Entries supplied:
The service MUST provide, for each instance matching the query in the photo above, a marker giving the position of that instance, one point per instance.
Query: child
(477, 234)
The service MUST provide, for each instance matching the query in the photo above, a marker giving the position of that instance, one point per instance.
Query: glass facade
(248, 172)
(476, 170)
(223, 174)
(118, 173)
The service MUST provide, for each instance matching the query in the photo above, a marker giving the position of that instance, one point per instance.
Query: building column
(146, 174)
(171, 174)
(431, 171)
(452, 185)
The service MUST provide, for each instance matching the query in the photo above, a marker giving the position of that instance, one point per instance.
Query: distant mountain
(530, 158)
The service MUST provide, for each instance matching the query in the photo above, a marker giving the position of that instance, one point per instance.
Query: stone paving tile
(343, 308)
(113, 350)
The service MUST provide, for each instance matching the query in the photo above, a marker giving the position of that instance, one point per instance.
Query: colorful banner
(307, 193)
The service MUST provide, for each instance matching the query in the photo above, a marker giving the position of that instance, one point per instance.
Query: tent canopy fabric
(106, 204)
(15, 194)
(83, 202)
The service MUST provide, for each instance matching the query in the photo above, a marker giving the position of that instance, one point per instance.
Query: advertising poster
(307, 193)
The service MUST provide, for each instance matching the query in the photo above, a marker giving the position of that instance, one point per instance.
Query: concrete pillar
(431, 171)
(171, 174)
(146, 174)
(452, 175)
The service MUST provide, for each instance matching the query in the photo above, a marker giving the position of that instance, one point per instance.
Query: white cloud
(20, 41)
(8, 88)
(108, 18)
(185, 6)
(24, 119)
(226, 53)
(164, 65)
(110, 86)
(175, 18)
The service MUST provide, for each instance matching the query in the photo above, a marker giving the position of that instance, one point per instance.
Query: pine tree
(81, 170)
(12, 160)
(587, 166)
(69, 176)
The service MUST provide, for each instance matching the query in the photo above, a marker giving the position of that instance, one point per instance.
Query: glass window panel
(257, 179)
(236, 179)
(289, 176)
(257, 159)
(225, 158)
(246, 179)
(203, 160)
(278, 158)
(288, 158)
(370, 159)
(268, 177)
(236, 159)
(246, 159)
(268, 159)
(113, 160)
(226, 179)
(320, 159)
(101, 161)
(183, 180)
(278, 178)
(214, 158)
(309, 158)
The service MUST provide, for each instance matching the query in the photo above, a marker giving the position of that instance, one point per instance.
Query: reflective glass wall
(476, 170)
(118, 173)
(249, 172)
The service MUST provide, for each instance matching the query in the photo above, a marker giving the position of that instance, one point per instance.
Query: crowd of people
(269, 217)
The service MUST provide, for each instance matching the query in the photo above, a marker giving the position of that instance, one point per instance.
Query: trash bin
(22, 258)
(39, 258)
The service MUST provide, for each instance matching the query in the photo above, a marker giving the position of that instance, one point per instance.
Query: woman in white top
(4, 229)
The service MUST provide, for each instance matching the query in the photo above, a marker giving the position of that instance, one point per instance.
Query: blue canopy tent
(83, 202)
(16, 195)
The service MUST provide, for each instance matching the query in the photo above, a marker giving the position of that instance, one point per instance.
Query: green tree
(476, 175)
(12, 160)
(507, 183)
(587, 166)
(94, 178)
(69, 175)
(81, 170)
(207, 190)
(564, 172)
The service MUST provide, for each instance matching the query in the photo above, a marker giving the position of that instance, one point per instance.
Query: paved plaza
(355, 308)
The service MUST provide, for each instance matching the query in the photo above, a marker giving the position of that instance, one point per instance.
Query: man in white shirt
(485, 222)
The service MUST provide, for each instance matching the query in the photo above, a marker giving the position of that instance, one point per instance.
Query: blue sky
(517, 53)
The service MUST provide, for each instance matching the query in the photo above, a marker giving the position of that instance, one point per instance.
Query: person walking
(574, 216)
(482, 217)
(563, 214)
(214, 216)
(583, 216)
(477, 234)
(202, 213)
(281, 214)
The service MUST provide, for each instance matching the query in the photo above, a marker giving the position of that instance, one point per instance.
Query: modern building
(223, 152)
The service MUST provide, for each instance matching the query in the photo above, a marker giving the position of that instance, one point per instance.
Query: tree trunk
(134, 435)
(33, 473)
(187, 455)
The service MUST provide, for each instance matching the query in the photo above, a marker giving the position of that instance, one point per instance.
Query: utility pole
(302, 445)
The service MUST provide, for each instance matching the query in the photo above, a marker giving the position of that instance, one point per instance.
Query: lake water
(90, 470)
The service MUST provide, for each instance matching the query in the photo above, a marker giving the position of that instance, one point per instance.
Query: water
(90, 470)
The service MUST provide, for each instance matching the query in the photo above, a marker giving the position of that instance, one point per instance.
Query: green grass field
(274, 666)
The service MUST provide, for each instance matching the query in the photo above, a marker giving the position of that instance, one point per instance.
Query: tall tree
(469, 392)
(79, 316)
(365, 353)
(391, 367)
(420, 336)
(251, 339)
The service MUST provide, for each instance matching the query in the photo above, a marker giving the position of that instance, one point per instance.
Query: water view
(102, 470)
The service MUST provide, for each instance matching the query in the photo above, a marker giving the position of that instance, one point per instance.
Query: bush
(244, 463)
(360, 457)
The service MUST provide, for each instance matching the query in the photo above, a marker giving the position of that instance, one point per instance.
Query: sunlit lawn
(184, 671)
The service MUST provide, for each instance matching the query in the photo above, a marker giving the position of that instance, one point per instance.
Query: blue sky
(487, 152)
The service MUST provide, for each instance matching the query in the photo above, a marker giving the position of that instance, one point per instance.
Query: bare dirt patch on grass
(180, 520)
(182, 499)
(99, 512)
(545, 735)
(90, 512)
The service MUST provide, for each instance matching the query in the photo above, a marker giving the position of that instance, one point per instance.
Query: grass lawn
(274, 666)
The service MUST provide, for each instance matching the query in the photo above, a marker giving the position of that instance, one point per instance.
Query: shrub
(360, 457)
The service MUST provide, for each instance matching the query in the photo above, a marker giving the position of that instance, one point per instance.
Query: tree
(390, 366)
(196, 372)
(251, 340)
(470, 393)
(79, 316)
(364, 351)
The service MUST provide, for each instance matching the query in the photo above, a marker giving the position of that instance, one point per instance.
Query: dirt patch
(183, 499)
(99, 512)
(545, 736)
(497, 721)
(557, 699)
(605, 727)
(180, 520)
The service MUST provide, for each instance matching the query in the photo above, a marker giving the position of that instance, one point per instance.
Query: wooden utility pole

Your instructions: Each record above should be repeated exactly.

Response:
The service MUST provide, for each instance matching the query in the photo above, a marker giving the position of that instance, one point per instance.
Query: child
(477, 234)
The service MUST provide, for each instance matching the query in the photo above, a marker giving the position of that instance, one point per instance.
Query: glass facade
(248, 172)
(476, 170)
(223, 174)
(118, 173)
The service MUST provide, for each instance matching the query in the photo above, a marker giving the position of that instance, one point per instance.
Query: building column
(146, 174)
(171, 174)
(431, 171)
(452, 185)
The service MUST provide, for each instance matching the query in the photo above, a marker giving the position of that instance, one point per instance.
Query: distant mountain
(530, 158)
The service MUST provide, for each instance matching the query in the photo above, a marker giving the position of that instance, one point per instance.
Query: stone paving tile
(343, 308)
(113, 350)
The service MUST provide, for each instance matching the query in the photo above, a marker giving the position of that instance, one point per instance.
Query: colorful banner
(307, 193)
The service MUST provide, for each instance matching the query in the photo above, a marker giving the position of that instance, one point per instance.
Query: tent canopy fabric
(106, 204)
(15, 194)
(83, 202)
The service MUST provide, for each instance matching the query in the photo above, a marker giving the position of that instance, one point per instance.
Query: advertising poster
(307, 193)
The service MUST provide, for each instance matching the query in the photo above, a marker giving the position of that instance, one point per instance.
Query: concrete pillar
(431, 171)
(171, 174)
(146, 174)
(452, 175)
The service MUST provide, for each instance matching the query in the photo above, a marker giving the position of that instance, one point per instance.
Query: white cloud
(20, 41)
(8, 88)
(108, 18)
(185, 6)
(24, 119)
(226, 53)
(164, 65)
(110, 86)
(175, 18)
The service MUST provide, for each instance matching the query in the photo above, a marker giving the position of that instance, one point per instance.
Query: pine tree
(81, 170)
(12, 160)
(587, 166)
(69, 176)
The service MUST provide, for each instance matching the query in the photo above, a marker giving the position of that instance, one point per instance.
Query: glass window panel
(257, 179)
(236, 179)
(289, 176)
(257, 159)
(225, 158)
(246, 179)
(203, 160)
(278, 158)
(288, 158)
(370, 159)
(268, 177)
(236, 159)
(246, 159)
(268, 159)
(113, 160)
(226, 179)
(320, 159)
(101, 161)
(183, 180)
(278, 178)
(214, 158)
(309, 158)
The service MUST provide, for each instance matching the query in the photo above, a marker giving the position of that instance, one point per instance.
Query: reflective glass wall
(476, 170)
(118, 173)
(249, 172)
The service MUST provide, for each instance matching the query in the photo above, a marker giving the position of that instance, one point per instance.
Query: crowd of people
(269, 217)
The service MUST provide, for each instance matching the query in the photo above, a marker giving the position of that instance, one point per instance.
Query: trash bin
(22, 258)
(39, 258)
The service MUST provide, for each instance matching the query in the photo above, a marker giving the position of that instance, one point per instance.
Query: woman in white top
(4, 229)
The service MUST provide, for each instance matching the query in the photo above, a marker giving the position of that instance, one point per instance.
Query: blue canopy tent
(83, 202)
(16, 195)
The service MUST provide, for each instance matching the query in the photo above, a marker giving the position of that instance, one point per instance.
Query: green tree
(476, 175)
(12, 160)
(507, 183)
(587, 166)
(94, 178)
(69, 175)
(81, 170)
(207, 190)
(564, 172)
The service MUST provide, for each instance matching the query in the photo above, a marker giving the position of that instance, one point per instance.
Query: paved plaza
(355, 308)
The service MUST provide, for each instance matching the query in the photo above, a marker giving the position of that instance, one point per instance.
Query: man in white shirt
(485, 222)
The service MUST provide, for each instance matching the query in the photo above, a marker giving the position of that instance, one point per instance.
Query: blue sky
(517, 53)
The service MUST provide, for each instance matching the query in the photo above, a marker giving the position of that instance, one point per instance.
Query: person walking
(574, 216)
(482, 217)
(563, 214)
(214, 216)
(583, 216)
(477, 234)
(202, 213)
(281, 214)
The service MUST provide, for each instance matching the query in the photo above, a marker giving the position of that instance, one point per instance.
Query: modern building
(223, 152)
The service MUST provide, for each instance matching the query in the photo above, a marker giving the position of that instance, one point per instance.
Query: tree trunk
(134, 435)
(33, 473)
(187, 455)
The service MUST provide, for each instance matching the query in the photo above, a marker giving the position of that instance, one point per instance.
Query: utility pole
(302, 445)
The service MUST provide, for each instance matching the query in the photo above, a marker giving the position of that instance, one point per instance.
Query: lake water
(90, 470)
The service MUST provide, for each instance matching the query in the photo above, a marker giving the position of that instance, one point per instance.
Query: water
(90, 470)
The service MUST provide, for each instance matching the query in the photo above, a marker giving the position of that instance, one point per instance.
Query: green grass field
(274, 666)
The service MUST provide, for each instance matching the query in the photo above, a marker giving the position of that instance, one point per instance.
Query: tall tree
(469, 392)
(79, 316)
(365, 353)
(391, 367)
(420, 336)
(251, 339)
The service MUST provide, for each instance matching the query in the photo above, a marker giving the position of that instance, one point per instance.
Query: water view
(102, 470)
The service MUST provide, for each instance matching the query in the photo above, a marker giving the position of that instance, one point per instance.
Query: bush
(244, 463)
(360, 457)
The service MUST provide, for each instance matching the query in the photo above, a marker giving the position of that instance, one point per instance.
Query: sunlit lawn
(184, 671)
The service MUST provide, for each instance matching the query in the photo above, a marker giving the position of that instance, one point per instance.
Query: blue sky
(487, 152)
The service MUST provide, for each instance matching the query in the photo above, a marker giving the position of that instance, one point per instance.
Query: bare dirt patch on grass
(180, 520)
(182, 499)
(99, 512)
(545, 735)
(90, 512)
The service MUST provide, for each instance matching the query in the photo above, a marker giving the position of that instance, one point per instance.
Query: grass lawn
(274, 666)
The service MUST provide, for each instance matching the query in the photo above, a marker giving the position of that instance, one point per instance.
Query: shrub
(360, 457)
The service MUST provide, for each instance matching the query in the photo above, a marker giving the position of that instance, one point per instance.
Query: tree
(390, 366)
(196, 372)
(251, 340)
(470, 393)
(79, 316)
(364, 351)
The service MUST provide, for each instance matching the query in the photo above, a marker giving the position of that instance, one point per instance.
Query: dirt patch
(183, 499)
(99, 512)
(545, 736)
(497, 721)
(557, 699)
(605, 727)
(180, 520)
The service MUST provide, for each instance matching the query in the photo above, a marker giving the position of that instance, one point per instance.
Query: wooden utility pole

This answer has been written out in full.